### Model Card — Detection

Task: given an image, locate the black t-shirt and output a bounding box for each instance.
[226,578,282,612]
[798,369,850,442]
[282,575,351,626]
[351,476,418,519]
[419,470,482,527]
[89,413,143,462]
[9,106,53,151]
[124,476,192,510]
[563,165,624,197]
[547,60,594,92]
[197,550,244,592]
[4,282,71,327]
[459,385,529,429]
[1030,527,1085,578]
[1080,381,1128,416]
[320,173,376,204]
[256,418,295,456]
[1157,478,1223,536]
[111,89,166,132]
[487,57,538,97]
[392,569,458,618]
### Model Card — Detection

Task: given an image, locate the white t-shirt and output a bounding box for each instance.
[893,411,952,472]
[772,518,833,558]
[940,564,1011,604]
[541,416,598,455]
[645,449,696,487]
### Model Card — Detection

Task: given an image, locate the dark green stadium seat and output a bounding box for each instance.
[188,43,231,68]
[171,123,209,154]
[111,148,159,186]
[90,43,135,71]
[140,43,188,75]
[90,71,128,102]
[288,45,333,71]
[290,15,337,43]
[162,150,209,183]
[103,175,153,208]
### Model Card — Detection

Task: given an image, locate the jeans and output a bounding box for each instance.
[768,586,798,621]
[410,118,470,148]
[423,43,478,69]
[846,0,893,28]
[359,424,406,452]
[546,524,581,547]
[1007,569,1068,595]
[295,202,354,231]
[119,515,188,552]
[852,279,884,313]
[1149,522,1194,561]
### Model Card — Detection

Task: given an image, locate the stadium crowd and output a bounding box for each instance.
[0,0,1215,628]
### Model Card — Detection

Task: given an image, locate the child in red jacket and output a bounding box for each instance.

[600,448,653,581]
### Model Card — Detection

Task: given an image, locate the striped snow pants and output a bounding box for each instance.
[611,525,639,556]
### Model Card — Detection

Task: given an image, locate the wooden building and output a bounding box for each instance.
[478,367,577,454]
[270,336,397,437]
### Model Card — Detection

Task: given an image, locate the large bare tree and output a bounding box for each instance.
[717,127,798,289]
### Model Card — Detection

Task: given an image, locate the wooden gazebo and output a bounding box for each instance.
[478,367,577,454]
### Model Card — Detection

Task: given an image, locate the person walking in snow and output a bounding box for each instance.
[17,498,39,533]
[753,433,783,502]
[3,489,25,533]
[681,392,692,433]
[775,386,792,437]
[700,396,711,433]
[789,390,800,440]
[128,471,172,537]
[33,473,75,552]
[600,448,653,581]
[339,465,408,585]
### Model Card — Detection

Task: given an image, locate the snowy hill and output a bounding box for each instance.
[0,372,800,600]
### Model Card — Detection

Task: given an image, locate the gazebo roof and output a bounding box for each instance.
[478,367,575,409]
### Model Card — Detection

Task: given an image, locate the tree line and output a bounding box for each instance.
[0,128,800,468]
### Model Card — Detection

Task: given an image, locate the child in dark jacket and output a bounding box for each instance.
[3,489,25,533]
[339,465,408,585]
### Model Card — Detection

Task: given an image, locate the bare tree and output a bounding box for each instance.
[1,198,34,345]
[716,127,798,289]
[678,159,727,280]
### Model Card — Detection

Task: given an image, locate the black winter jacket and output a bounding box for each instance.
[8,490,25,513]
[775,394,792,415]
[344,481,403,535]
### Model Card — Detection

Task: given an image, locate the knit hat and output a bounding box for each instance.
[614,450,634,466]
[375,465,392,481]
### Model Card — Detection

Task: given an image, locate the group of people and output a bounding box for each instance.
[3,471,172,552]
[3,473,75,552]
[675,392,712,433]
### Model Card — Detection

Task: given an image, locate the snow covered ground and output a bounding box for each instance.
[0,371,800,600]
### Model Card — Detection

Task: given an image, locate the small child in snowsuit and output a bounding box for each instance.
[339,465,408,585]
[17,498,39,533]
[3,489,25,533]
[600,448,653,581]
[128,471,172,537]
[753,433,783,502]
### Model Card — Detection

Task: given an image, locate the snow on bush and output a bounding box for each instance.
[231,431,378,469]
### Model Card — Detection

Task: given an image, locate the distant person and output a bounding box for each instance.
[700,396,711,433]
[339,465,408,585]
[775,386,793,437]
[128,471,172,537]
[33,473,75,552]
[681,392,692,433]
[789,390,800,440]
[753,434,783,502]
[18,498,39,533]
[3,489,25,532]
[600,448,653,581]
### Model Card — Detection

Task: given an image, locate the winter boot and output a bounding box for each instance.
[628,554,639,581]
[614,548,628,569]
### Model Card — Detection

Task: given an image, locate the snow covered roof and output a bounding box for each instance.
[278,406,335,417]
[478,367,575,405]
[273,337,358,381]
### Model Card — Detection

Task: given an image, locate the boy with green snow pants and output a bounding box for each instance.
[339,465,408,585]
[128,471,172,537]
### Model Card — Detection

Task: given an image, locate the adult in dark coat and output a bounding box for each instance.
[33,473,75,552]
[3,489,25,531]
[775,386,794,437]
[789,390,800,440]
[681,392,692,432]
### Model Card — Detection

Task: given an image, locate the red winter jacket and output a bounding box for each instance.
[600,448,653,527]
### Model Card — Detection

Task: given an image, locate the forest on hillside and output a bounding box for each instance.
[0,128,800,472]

» THE PROBLEM: Please render the entire listing above as a JSON list of strings, one string per line, omitting blank lines.

» OUTPUT FOR THIS TASK:
[
  "### Model Card — Detection",
  "Task: given an image, locate the black t-shirt and output a bounding box for each instance.",
  "[226,578,282,612]",
  "[798,369,850,442]",
  "[282,575,351,626]",
  "[351,476,418,519]",
  "[419,470,482,527]",
  "[89,413,143,462]",
  "[9,106,53,151]",
  "[124,476,192,510]",
  "[563,165,624,197]",
  "[547,60,594,92]",
  "[197,550,244,592]",
  "[4,282,71,327]",
  "[459,385,529,429]",
  "[1030,527,1085,578]",
  "[1080,381,1128,416]",
  "[320,173,376,204]",
  "[256,418,295,456]",
  "[1157,478,1223,536]",
  "[111,89,166,132]",
  "[487,57,538,97]",
  "[392,569,458,618]",
  "### Model Card — Detection",
  "Task: given an image, locate the white t-shirt and output a bounding box for each instance.",
  "[893,411,952,472]",
  "[772,518,833,558]",
  "[940,564,1011,604]",
  "[541,416,598,455]",
  "[645,449,696,487]",
  "### Model Card — Detection",
  "Task: given an image, locate the dark green stadium seat and output a bounding box for each instance.",
  "[188,43,231,68]",
  "[171,123,209,154]",
  "[111,148,159,186]",
  "[90,43,135,71]",
  "[140,43,188,75]",
  "[90,71,128,102]",
  "[288,45,333,71]",
  "[290,15,337,43]",
  "[162,150,209,183]",
  "[103,175,153,208]",
  "### Model Card — Detection",
  "Task: given an image, locate the jeans and output a bounding box for each instance.",
  "[768,586,798,621]",
  "[410,118,470,148]",
  "[423,43,478,69]",
  "[846,0,893,28]",
  "[359,424,406,452]",
  "[546,524,581,547]",
  "[1007,569,1068,595]",
  "[295,202,354,231]",
  "[119,515,188,552]",
  "[852,279,884,313]",
  "[1149,522,1194,561]",
  "### Model Card — Detection",
  "Task: given an image, locate the stadium crowd and output a bounding box for each instance.",
  "[0,0,1215,628]",
  "### Model Card — Detection",
  "Task: given an image, locate the child in red jacket and output a bounding box for each instance.",
  "[600,448,653,581]",
  "### Model Card — Detection",
  "Task: given an image, locate the striped snow pants and output a bounding box for each instance.",
  "[611,525,639,556]",
  "### Model Card — Detection",
  "Task: given an image, locate the wooden building and output a bounding box for each instance.",
  "[478,367,577,454]",
  "[270,336,397,437]",
  "### Model Card — Detection",
  "Task: given an image, locate the large bare tree and output a bounding box for each instance.",
  "[717,127,798,289]",
  "### Model Card — Detection",
  "Task: given an image, locate the wooden gazebo and output a bounding box for each instance.",
  "[478,367,577,454]",
  "### Model Card — Detection",
  "Task: given an image, locate the person walking in snow and output a bounding box for each instance.",
  "[17,498,39,533]",
  "[753,433,783,502]",
  "[3,489,25,533]",
  "[681,392,692,433]",
  "[775,386,792,437]",
  "[700,396,711,433]",
  "[789,390,800,440]",
  "[128,471,172,537]",
  "[33,473,75,552]",
  "[600,448,653,581]",
  "[339,465,408,585]",
  "### Model Card — Detection",
  "Task: given an image, locate the snowy hill and output a bounding box for each instance.",
  "[0,372,800,600]",
  "### Model Card — Detection",
  "Task: given an image, locate the gazebo roof and output a bounding box for each instance.",
  "[478,367,575,409]",
  "### Model Card — Detection",
  "Task: given an image, locate the tree line and output a bounding box for each instance.",
  "[0,128,800,468]",
  "### Model Card — Detection",
  "Task: given an image, locate the child in dark jacket and output a bounding box for each instance.",
  "[3,489,25,533]",
  "[339,465,408,585]",
  "### Model Card — Detection",
  "Task: given an image, locate the bare tree and output a bounding box for each instance.",
  "[1,198,34,345]",
  "[716,127,798,289]",
  "[678,159,727,280]",
  "### Model Card — Detection",
  "Task: given an image, locate the black winter jacket and output a bounding box for each instance.",
  "[8,490,25,513]",
  "[775,394,792,415]",
  "[344,481,403,535]",
  "### Model Card — Detection",
  "Task: given an image, locate the knit hat and output a bounding box for each instance.",
  "[614,450,634,466]",
  "[375,465,392,481]",
  "### Model Card — Detection",
  "Task: given an image, locate the group of people and output a bounding box for each instance.",
  "[3,471,172,552]",
  "[3,473,75,552]",
  "[675,392,712,433]",
  "### Model Card — Detection",
  "Task: given an image, locate the snow covered ground and output a bounding box for each instance.",
  "[0,371,800,600]",
  "### Model Card — Detection",
  "Task: given an image, locate the small child in snowsuit and output a bounding box for each instance.",
  "[339,465,408,585]",
  "[17,498,39,533]",
  "[3,489,25,533]",
  "[600,448,653,581]",
  "[128,471,172,537]",
  "[753,433,783,502]",
  "### Model Card — Detection",
  "Task: given an image, locate the snow on bush and output a bounding box for each instance.",
  "[231,431,378,469]",
  "### Model Card — Detection",
  "Task: given an image, locate the distant person and output a bounding box for each instance.",
  "[700,396,711,433]",
  "[339,465,408,585]",
  "[775,386,793,437]",
  "[128,471,172,537]",
  "[33,473,75,552]",
  "[681,392,692,433]",
  "[789,390,800,440]",
  "[753,434,783,502]",
  "[18,498,39,533]",
  "[3,489,25,532]",
  "[600,448,653,581]",
  "### Model Card — Detection",
  "Task: given an image, locate the winter boot and output a bounding box for each instance.",
  "[628,554,639,581]",
  "[614,548,628,569]",
  "### Model Card — Detection",
  "Task: given an image, locate the snow covered roof and output a bounding box for each instance.",
  "[278,406,335,417]",
  "[478,367,575,405]",
  "[273,337,358,381]",
  "### Model Card — Detection",
  "Task: given an image, locate the boy with green snow pants and output a bounding box for each instance.",
  "[339,465,408,585]",
  "[128,471,172,537]",
  "### Model Card — Detection",
  "Task: given an image, locate the adult in dark coat and output a bounding box for each instance.",
  "[33,473,75,552]",
  "[3,489,25,531]",
  "[775,386,794,437]",
  "[789,390,800,440]",
  "[681,392,692,432]",
  "### Model Card — Detection",
  "Task: given an image, locate the red winter jacket and output a bounding box for each instance.",
  "[600,448,653,527]",
  "### Model Card — Detection",
  "Task: given an image, locate the forest on hillside and output a bounding box for each instance.",
  "[0,128,800,472]"
]